--- Source data ---
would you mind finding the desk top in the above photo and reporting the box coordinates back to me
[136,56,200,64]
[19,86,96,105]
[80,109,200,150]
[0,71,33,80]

--- Problem details ---
Take the entries and print them exactly. Keep every line.

--- Response to this exercise ---
would you mind finding the desk top in the above photo and reporting the box coordinates back to me
[136,56,200,64]
[19,86,96,105]
[80,109,200,150]
[0,71,33,80]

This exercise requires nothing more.